◆ Direction A
For the request-handling text below, decide whether each statement agrees with it, answering yes or no and quoting the deciding words: (i) A redirect response may be given other keyword arguments besides location. (ii) For every path component except the last, the keyword-arguments dict is empty. (iii) When authentication fails, the username is None.

◆ Source

════

The form is translated to a dict of keyword arguments attached to the final URLPathComponent. For example, the final URLPathComponent generated from the URL '/foo.2/edit.1?x=hi&y=there' has the form dict:
{'x': 'hi', 'y': 'there'}
There is one nonstandard aspect to my treatment of form information. I permit variable names to be prefixed with an asterisk, making them list-valued. For example, the query string '*x=2&*x=5&*y=hi&z=lo' produces the form dict:
{'x': ['2', '5'], 'y': ['hi'], 'z': 'lo'}
A path component is parsed into a call by splitting it at dots. The first element is the component name, and the remaining elements are positional arguments. The call also contains a keyword-arguments dict. For the last component, it consists of the form information, and for other components, it is an empty dict.
For example:
>>> for (i, cpt) in enumerate(path): ... print('[%d]' % i, cpt.call) ... [0] None [1] ('foo', ('2', '5'), {}) [2] ('edit', ('1',), {'x': '0', 'y': '42'})
There is no call for the first path component. The first component is associated with the root directory, and each call addresses a child (subdirectory or page) of the previous component.
In addition to the path and form, the request extracts two further pieces of information from the URL:
Two further pieces of information are included in an HTTP request, but are not part of the URL:
A Response packages up the information needed to produce an HTTP response. There are two cases: regular responses and redirect responses.
A regular response is created by providing the contents and optionally a code, content_type, and authenticator.
A redirect is created by providing code=303, in which case one must also provide the keyword argument location to specify which URI to redirect to. No other arguments are permitted.
The following table lists the HTTP status codes that are currently used, along with the corresponding messages:
Code | Message |
---|---|
200 | OK |
303 | See Other |
400 | Bad Request |
404 | Not Found |
500 | Internal Server Error |
The following table lists the currently recognized filename suffixes, along with the corresponding Mime type and character encoding. An encoding of None indicates binary data.
Suffix | Mime Type | Encoding |
---|---|---|
css | text/css | us-ascii |
gl | text/x-glab | utf-8 |
html | text/html | utf-8 |
js | application/javascript | us-ascii |
text/pdf | None | |
txt | text/plain | utf-8 |
wav | audio/wave | None |
The locus of authentication is the class Authenticator (seal.app.auth). Authentication is done separately for each Request; an Authenticator is instantiated when one calls the request's authenticate method. Request.authenticate dispatches to Authenticator.authenticate, and the result is a username, which is stored both in the Authenticator and in the Request. On authentication failure, the username is the empty string.

════

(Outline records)
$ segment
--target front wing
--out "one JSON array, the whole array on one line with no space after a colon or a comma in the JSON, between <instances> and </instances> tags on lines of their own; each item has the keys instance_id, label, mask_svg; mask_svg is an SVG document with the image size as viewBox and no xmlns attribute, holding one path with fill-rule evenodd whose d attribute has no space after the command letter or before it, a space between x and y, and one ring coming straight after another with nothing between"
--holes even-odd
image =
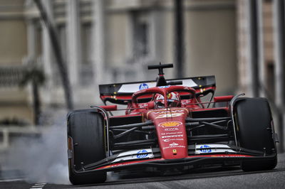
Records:
<instances>
[{"instance_id":1,"label":"front wing","mask_svg":"<svg viewBox=\"0 0 285 189\"><path fill-rule=\"evenodd\" d=\"M274 159L276 154L266 155L261 151L245 149L229 144L195 144L188 146L189 156L181 159L164 159L159 148L132 150L110 156L102 161L86 165L75 173L84 172L107 172L138 168L183 168L201 165L224 164L227 162L242 162ZM71 158L73 161L73 158ZM71 165L73 165L71 162Z\"/></svg>"}]
</instances>

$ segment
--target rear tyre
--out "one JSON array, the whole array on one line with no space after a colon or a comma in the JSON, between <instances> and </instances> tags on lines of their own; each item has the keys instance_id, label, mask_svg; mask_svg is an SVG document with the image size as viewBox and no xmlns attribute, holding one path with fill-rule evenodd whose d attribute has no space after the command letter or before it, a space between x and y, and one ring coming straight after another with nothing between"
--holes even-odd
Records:
<instances>
[{"instance_id":1,"label":"rear tyre","mask_svg":"<svg viewBox=\"0 0 285 189\"><path fill-rule=\"evenodd\" d=\"M273 156L271 159L242 162L244 171L271 170L277 163L273 122L265 98L241 98L235 104L237 134L240 146Z\"/></svg>"},{"instance_id":2,"label":"rear tyre","mask_svg":"<svg viewBox=\"0 0 285 189\"><path fill-rule=\"evenodd\" d=\"M105 158L103 116L93 109L70 112L68 115L68 136L72 139L73 146L73 157L68 159L69 180L71 183L79 185L105 182L105 172L76 173L81 169L82 166Z\"/></svg>"}]
</instances>

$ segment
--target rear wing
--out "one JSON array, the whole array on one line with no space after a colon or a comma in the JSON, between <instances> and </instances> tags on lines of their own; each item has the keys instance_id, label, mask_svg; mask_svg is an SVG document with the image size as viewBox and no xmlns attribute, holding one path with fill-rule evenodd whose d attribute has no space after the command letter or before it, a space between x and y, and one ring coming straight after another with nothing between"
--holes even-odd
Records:
<instances>
[{"instance_id":1,"label":"rear wing","mask_svg":"<svg viewBox=\"0 0 285 189\"><path fill-rule=\"evenodd\" d=\"M167 82L181 81L182 84L177 85L192 87L196 90L197 96L206 95L209 92L214 93L216 89L214 75L171 79L166 81ZM152 80L100 85L100 97L105 104L108 101L118 104L127 104L131 101L134 92L155 87L157 81Z\"/></svg>"}]
</instances>

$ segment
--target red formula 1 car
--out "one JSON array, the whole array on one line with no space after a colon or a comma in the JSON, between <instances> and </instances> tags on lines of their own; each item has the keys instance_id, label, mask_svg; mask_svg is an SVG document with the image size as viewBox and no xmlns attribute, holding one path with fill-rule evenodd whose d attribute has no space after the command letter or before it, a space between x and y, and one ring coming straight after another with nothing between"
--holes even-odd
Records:
<instances>
[{"instance_id":1,"label":"red formula 1 car","mask_svg":"<svg viewBox=\"0 0 285 189\"><path fill-rule=\"evenodd\" d=\"M159 70L156 81L100 85L105 104L127 105L123 115L113 115L117 105L92 106L68 114L73 184L103 183L108 171L124 170L275 168L277 139L266 99L243 94L213 97L214 76L167 80L162 69L172 67L150 65Z\"/></svg>"}]
</instances>

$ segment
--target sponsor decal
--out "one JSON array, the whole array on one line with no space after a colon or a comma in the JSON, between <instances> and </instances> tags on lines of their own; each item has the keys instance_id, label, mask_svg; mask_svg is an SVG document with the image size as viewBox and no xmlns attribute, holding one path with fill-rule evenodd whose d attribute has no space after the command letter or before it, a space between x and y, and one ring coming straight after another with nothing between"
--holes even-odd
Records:
<instances>
[{"instance_id":1,"label":"sponsor decal","mask_svg":"<svg viewBox=\"0 0 285 189\"><path fill-rule=\"evenodd\" d=\"M114 160L113 161L112 161L112 163L128 161L128 160L135 160L138 158L151 158L153 157L154 157L154 156L153 156L152 151L151 148L133 150L133 151L128 151L126 152L120 153L118 155L116 159Z\"/></svg>"},{"instance_id":2,"label":"sponsor decal","mask_svg":"<svg viewBox=\"0 0 285 189\"><path fill-rule=\"evenodd\" d=\"M182 134L182 132L170 132L170 133L166 133L166 135L169 135L169 134Z\"/></svg>"},{"instance_id":3,"label":"sponsor decal","mask_svg":"<svg viewBox=\"0 0 285 189\"><path fill-rule=\"evenodd\" d=\"M165 131L178 131L179 129L177 127L172 127L172 128L165 128Z\"/></svg>"},{"instance_id":4,"label":"sponsor decal","mask_svg":"<svg viewBox=\"0 0 285 189\"><path fill-rule=\"evenodd\" d=\"M170 112L169 112L168 114L160 114L157 117L156 117L155 119L180 117L183 114L184 114L184 112L181 112L181 113L170 113Z\"/></svg>"},{"instance_id":5,"label":"sponsor decal","mask_svg":"<svg viewBox=\"0 0 285 189\"><path fill-rule=\"evenodd\" d=\"M183 139L163 139L162 141L164 142L168 142L168 141L183 141Z\"/></svg>"},{"instance_id":6,"label":"sponsor decal","mask_svg":"<svg viewBox=\"0 0 285 189\"><path fill-rule=\"evenodd\" d=\"M169 87L170 87L170 85L160 86L160 87L158 87L158 88L163 89L163 88L168 88Z\"/></svg>"},{"instance_id":7,"label":"sponsor decal","mask_svg":"<svg viewBox=\"0 0 285 189\"><path fill-rule=\"evenodd\" d=\"M144 153L147 153L147 151L146 150L141 150L141 151L138 151L137 158L146 158L148 154L147 153L142 154Z\"/></svg>"},{"instance_id":8,"label":"sponsor decal","mask_svg":"<svg viewBox=\"0 0 285 189\"><path fill-rule=\"evenodd\" d=\"M170 144L170 146L177 146L177 145L178 145L178 144L175 143L175 142L172 142L172 144Z\"/></svg>"},{"instance_id":9,"label":"sponsor decal","mask_svg":"<svg viewBox=\"0 0 285 189\"><path fill-rule=\"evenodd\" d=\"M168 110L167 111L167 109L163 109L163 110L167 110L167 111L160 111L160 112L152 112L152 113L153 113L153 114L170 114L170 113L175 113L175 112L184 112L184 110L183 109L171 109L171 110Z\"/></svg>"},{"instance_id":10,"label":"sponsor decal","mask_svg":"<svg viewBox=\"0 0 285 189\"><path fill-rule=\"evenodd\" d=\"M172 137L181 137L183 136L183 134L178 134L178 135L170 135L170 136L162 136L161 138L172 138Z\"/></svg>"},{"instance_id":11,"label":"sponsor decal","mask_svg":"<svg viewBox=\"0 0 285 189\"><path fill-rule=\"evenodd\" d=\"M225 144L197 144L196 145L195 154L211 153L237 153L230 149L230 147Z\"/></svg>"},{"instance_id":12,"label":"sponsor decal","mask_svg":"<svg viewBox=\"0 0 285 189\"><path fill-rule=\"evenodd\" d=\"M162 127L172 127L172 126L178 126L182 124L180 122L165 122L158 124L159 126Z\"/></svg>"},{"instance_id":13,"label":"sponsor decal","mask_svg":"<svg viewBox=\"0 0 285 189\"><path fill-rule=\"evenodd\" d=\"M139 87L140 90L148 89L148 85L146 83L142 83L140 85Z\"/></svg>"},{"instance_id":14,"label":"sponsor decal","mask_svg":"<svg viewBox=\"0 0 285 189\"><path fill-rule=\"evenodd\" d=\"M167 149L167 148L185 148L185 146L167 146L167 147L164 147L163 149Z\"/></svg>"},{"instance_id":15,"label":"sponsor decal","mask_svg":"<svg viewBox=\"0 0 285 189\"><path fill-rule=\"evenodd\" d=\"M147 106L147 104L138 104L138 107L140 108L146 107Z\"/></svg>"},{"instance_id":16,"label":"sponsor decal","mask_svg":"<svg viewBox=\"0 0 285 189\"><path fill-rule=\"evenodd\" d=\"M209 148L211 148L210 146L207 146L207 145L202 145L200 146L200 151L202 153L210 153L212 152L212 150Z\"/></svg>"}]
</instances>

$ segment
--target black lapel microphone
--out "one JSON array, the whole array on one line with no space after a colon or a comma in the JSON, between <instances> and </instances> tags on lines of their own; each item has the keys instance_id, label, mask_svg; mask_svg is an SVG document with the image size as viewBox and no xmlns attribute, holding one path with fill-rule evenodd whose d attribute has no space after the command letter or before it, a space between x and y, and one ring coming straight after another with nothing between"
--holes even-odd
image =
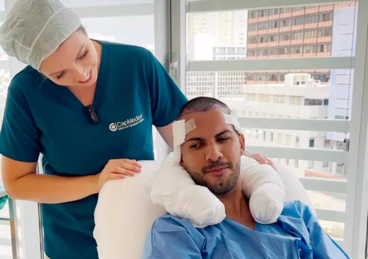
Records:
<instances>
[{"instance_id":1,"label":"black lapel microphone","mask_svg":"<svg viewBox=\"0 0 368 259\"><path fill-rule=\"evenodd\" d=\"M97 115L95 111L95 109L93 108L92 105L90 105L88 106L85 106L86 112L87 112L87 115L88 116L88 119L89 121L92 123L97 123L98 122L98 118L97 118Z\"/></svg>"}]
</instances>

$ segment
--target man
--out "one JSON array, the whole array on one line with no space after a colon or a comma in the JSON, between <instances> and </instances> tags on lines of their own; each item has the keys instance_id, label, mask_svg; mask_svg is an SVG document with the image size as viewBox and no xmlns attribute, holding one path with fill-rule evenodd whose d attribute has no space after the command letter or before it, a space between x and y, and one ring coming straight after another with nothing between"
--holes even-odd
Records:
<instances>
[{"instance_id":1,"label":"man","mask_svg":"<svg viewBox=\"0 0 368 259\"><path fill-rule=\"evenodd\" d=\"M181 165L197 184L207 187L223 203L226 218L200 229L165 214L152 227L144 258L348 258L300 201L286 203L275 223L255 222L238 179L244 136L226 123L224 114L230 113L219 101L200 97L188 102L178 118L193 119L195 125L181 147Z\"/></svg>"}]
</instances>

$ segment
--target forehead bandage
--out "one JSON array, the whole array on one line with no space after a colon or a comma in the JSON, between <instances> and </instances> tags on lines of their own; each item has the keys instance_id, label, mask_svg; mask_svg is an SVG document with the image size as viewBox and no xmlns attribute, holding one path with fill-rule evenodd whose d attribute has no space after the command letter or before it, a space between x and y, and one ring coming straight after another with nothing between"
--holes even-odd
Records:
<instances>
[{"instance_id":1,"label":"forehead bandage","mask_svg":"<svg viewBox=\"0 0 368 259\"><path fill-rule=\"evenodd\" d=\"M238 134L241 134L240 124L238 121L235 111L231 111L230 114L223 114L225 123L233 125ZM187 134L196 128L194 119L192 118L187 122L185 122L185 120L175 121L173 124L174 150L176 150L179 149L180 146L185 142Z\"/></svg>"}]
</instances>

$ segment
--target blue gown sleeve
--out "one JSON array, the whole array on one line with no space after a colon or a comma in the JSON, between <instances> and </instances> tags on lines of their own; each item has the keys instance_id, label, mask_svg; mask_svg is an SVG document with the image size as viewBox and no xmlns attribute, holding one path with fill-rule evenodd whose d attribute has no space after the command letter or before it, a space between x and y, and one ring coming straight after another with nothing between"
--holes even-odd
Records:
<instances>
[{"instance_id":1,"label":"blue gown sleeve","mask_svg":"<svg viewBox=\"0 0 368 259\"><path fill-rule=\"evenodd\" d=\"M152 123L162 127L175 120L188 100L159 61L151 53L150 56Z\"/></svg>"},{"instance_id":2,"label":"blue gown sleeve","mask_svg":"<svg viewBox=\"0 0 368 259\"><path fill-rule=\"evenodd\" d=\"M146 240L144 259L202 259L194 238L176 223L160 219L156 221Z\"/></svg>"},{"instance_id":3,"label":"blue gown sleeve","mask_svg":"<svg viewBox=\"0 0 368 259\"><path fill-rule=\"evenodd\" d=\"M350 258L322 229L317 218L308 206L297 202L303 219L309 232L313 258L343 259Z\"/></svg>"}]
</instances>

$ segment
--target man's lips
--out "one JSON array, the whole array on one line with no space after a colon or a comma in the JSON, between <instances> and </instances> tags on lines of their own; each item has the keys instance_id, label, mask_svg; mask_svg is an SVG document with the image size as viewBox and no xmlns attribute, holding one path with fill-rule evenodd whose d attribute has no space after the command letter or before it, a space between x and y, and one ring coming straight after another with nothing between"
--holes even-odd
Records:
<instances>
[{"instance_id":1,"label":"man's lips","mask_svg":"<svg viewBox=\"0 0 368 259\"><path fill-rule=\"evenodd\" d=\"M206 170L205 172L210 174L214 176L218 176L223 174L226 169L229 168L228 167L213 167Z\"/></svg>"}]
</instances>

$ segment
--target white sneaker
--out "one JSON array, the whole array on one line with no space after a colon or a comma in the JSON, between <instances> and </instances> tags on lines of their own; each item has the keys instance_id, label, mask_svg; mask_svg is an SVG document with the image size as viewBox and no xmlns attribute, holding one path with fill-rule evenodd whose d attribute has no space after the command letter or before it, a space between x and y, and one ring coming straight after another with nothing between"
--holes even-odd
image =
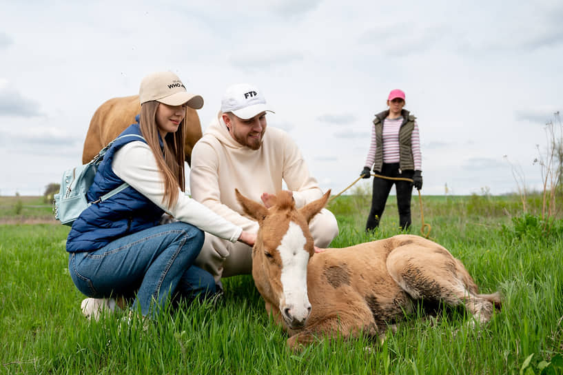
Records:
<instances>
[{"instance_id":1,"label":"white sneaker","mask_svg":"<svg viewBox=\"0 0 563 375\"><path fill-rule=\"evenodd\" d=\"M114 312L116 304L114 298L84 298L80 304L82 314L89 319L97 321L103 311Z\"/></svg>"}]
</instances>

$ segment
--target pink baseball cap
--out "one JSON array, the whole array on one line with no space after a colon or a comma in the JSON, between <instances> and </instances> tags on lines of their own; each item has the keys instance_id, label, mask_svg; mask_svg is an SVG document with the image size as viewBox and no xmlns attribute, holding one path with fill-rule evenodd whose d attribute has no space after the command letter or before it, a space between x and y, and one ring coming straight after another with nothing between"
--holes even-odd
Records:
<instances>
[{"instance_id":1,"label":"pink baseball cap","mask_svg":"<svg viewBox=\"0 0 563 375\"><path fill-rule=\"evenodd\" d=\"M402 100L405 100L405 92L402 90L400 90L398 88L396 88L395 90L391 90L391 92L389 92L389 96L387 98L387 100L391 101L397 98L400 98Z\"/></svg>"}]
</instances>

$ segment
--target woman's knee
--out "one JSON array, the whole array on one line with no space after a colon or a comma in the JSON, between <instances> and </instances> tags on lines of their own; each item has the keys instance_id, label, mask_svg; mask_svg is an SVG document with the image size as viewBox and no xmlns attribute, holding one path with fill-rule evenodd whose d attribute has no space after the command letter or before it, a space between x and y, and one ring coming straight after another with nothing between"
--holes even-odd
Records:
<instances>
[{"instance_id":1,"label":"woman's knee","mask_svg":"<svg viewBox=\"0 0 563 375\"><path fill-rule=\"evenodd\" d=\"M203 241L205 239L205 236L203 231L198 227L182 221L176 221L175 223L167 224L167 225L170 226L170 230L181 231L181 236L183 237L184 239L187 240L187 241L192 246L197 247L199 250L201 250L201 247L203 246Z\"/></svg>"}]
</instances>

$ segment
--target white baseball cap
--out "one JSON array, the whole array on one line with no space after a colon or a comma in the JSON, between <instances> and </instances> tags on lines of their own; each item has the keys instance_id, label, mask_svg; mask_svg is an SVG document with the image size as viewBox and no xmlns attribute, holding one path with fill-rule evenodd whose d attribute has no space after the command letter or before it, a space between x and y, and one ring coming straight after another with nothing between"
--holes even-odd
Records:
<instances>
[{"instance_id":1,"label":"white baseball cap","mask_svg":"<svg viewBox=\"0 0 563 375\"><path fill-rule=\"evenodd\" d=\"M243 120L263 112L271 112L266 99L258 88L249 83L236 83L227 88L221 100L221 112L232 112Z\"/></svg>"},{"instance_id":2,"label":"white baseball cap","mask_svg":"<svg viewBox=\"0 0 563 375\"><path fill-rule=\"evenodd\" d=\"M172 72L156 72L143 78L139 89L139 99L141 104L154 100L169 105L185 103L194 110L203 106L203 98L188 93L178 76Z\"/></svg>"}]
</instances>

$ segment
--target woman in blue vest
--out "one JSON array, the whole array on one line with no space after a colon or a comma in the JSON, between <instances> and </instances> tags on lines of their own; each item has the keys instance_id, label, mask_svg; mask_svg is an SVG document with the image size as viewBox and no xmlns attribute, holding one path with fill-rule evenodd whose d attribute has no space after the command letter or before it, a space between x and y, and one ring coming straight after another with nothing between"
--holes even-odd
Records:
<instances>
[{"instance_id":1,"label":"woman in blue vest","mask_svg":"<svg viewBox=\"0 0 563 375\"><path fill-rule=\"evenodd\" d=\"M72 281L93 297L83 301L83 312L94 318L101 301L112 307L94 298L134 296L132 310L154 317L170 295L214 293L213 276L194 265L203 231L251 246L256 239L184 194L185 110L201 108L202 97L161 72L143 79L139 99L138 122L108 150L87 197L95 201L123 182L129 186L85 210L67 240ZM164 212L178 221L159 225Z\"/></svg>"},{"instance_id":2,"label":"woman in blue vest","mask_svg":"<svg viewBox=\"0 0 563 375\"><path fill-rule=\"evenodd\" d=\"M376 114L371 126L369 151L360 175L369 179L373 166L373 172L379 176L409 179L413 183L374 177L367 232L379 225L393 184L397 193L399 225L402 230L407 229L411 225L413 185L419 190L422 188L418 125L416 117L403 109L405 103L405 92L393 90L387 97L389 109Z\"/></svg>"}]
</instances>

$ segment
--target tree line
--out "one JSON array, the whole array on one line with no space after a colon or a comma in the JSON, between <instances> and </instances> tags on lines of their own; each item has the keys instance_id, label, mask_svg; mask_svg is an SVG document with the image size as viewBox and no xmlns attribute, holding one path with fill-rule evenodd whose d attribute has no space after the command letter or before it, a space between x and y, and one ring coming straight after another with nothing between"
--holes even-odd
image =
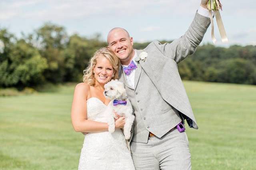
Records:
<instances>
[{"instance_id":1,"label":"tree line","mask_svg":"<svg viewBox=\"0 0 256 170\"><path fill-rule=\"evenodd\" d=\"M69 36L64 27L50 23L18 38L0 29L0 87L81 81L90 58L107 45L100 38ZM150 43L134 46L142 49ZM256 46L203 45L178 65L183 79L256 85Z\"/></svg>"}]
</instances>

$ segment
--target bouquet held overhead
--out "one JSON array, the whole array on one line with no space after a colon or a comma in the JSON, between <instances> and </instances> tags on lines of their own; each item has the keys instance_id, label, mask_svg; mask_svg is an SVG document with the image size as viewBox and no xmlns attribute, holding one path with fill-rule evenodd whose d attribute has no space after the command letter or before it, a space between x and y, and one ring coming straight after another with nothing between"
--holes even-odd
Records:
<instances>
[{"instance_id":1,"label":"bouquet held overhead","mask_svg":"<svg viewBox=\"0 0 256 170\"><path fill-rule=\"evenodd\" d=\"M212 25L212 40L214 43L215 43L217 40L214 36L214 25L213 23L213 18L212 18L212 11L213 11L215 17L216 18L216 22L217 22L217 24L218 27L219 29L219 31L220 34L220 37L221 38L221 40L223 42L228 42L228 38L225 31L225 28L224 28L224 26L223 25L223 23L220 16L220 9L222 10L222 5L220 4L219 0L209 0L208 4L208 10L209 10L209 12L210 16L210 19L211 20L211 25Z\"/></svg>"}]
</instances>

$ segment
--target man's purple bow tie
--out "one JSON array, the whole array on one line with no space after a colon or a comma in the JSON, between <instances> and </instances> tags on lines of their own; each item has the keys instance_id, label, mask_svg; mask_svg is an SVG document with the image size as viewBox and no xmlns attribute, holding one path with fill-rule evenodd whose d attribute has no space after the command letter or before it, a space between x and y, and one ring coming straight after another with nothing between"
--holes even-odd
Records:
<instances>
[{"instance_id":1,"label":"man's purple bow tie","mask_svg":"<svg viewBox=\"0 0 256 170\"><path fill-rule=\"evenodd\" d=\"M132 73L132 70L135 69L136 68L137 68L137 65L133 61L133 60L132 60L129 65L123 68L123 70L124 70L125 74L128 75Z\"/></svg>"},{"instance_id":2,"label":"man's purple bow tie","mask_svg":"<svg viewBox=\"0 0 256 170\"><path fill-rule=\"evenodd\" d=\"M113 105L116 106L117 105L126 105L127 101L125 100L118 100L114 99L113 101Z\"/></svg>"}]
</instances>

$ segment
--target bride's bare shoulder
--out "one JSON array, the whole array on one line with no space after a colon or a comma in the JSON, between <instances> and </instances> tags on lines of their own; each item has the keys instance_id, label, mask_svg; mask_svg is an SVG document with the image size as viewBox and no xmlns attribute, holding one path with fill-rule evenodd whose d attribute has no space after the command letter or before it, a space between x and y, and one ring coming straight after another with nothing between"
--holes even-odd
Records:
<instances>
[{"instance_id":1,"label":"bride's bare shoulder","mask_svg":"<svg viewBox=\"0 0 256 170\"><path fill-rule=\"evenodd\" d=\"M86 83L80 83L76 85L75 87L75 91L88 93L90 90L90 85Z\"/></svg>"}]
</instances>

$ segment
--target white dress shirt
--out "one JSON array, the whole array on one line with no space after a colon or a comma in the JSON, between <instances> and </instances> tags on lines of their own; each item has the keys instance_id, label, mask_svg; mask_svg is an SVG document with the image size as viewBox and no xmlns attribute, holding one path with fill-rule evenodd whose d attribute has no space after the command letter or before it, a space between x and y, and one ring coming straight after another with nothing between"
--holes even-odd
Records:
<instances>
[{"instance_id":1,"label":"white dress shirt","mask_svg":"<svg viewBox=\"0 0 256 170\"><path fill-rule=\"evenodd\" d=\"M200 6L199 6L199 8L198 8L198 10L197 10L197 13L198 14L202 15L203 16L205 16L206 17L210 17L209 16L209 10L204 8ZM212 15L213 15L212 12ZM133 61L133 62L135 63L136 65L137 65L137 62L134 59L137 57L137 53L136 51L135 51L134 55L133 56L132 58L132 61ZM132 61L131 61L132 62ZM129 63L130 65L130 63ZM122 64L122 68L124 67L128 67L129 65L123 65ZM136 69L134 69L134 70L132 71L132 73L129 75L125 75L125 77L126 78L126 80L127 81L127 83L131 87L132 87L133 89L134 88L134 79L135 77L135 71Z\"/></svg>"},{"instance_id":2,"label":"white dress shirt","mask_svg":"<svg viewBox=\"0 0 256 170\"><path fill-rule=\"evenodd\" d=\"M134 50L134 51L135 52L134 53L134 55L133 56L133 58L132 58L132 61L133 61L133 62L134 62L136 65L137 65L137 62L134 60L137 57L137 53L136 51ZM131 62L132 62L132 61L131 61ZM131 63L130 62L129 64L130 65L130 63ZM123 65L122 64L122 67L123 68L124 67L128 67L128 65ZM127 83L129 85L134 89L134 79L135 77L135 70L136 69L135 69L132 70L131 73L129 75L125 75L125 77L126 77L126 80L127 81Z\"/></svg>"}]
</instances>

════

◆ Direction B
How many lines of the listing above contain the string "woman"? Reply with the number alone.

◆ Reply A
(i) No: "No other arguments are permitted."
(ii) Yes: "for other components, it is an empty dict."
(iii) No: "On authentication failure, the username is the empty string."

◆ Reply B
4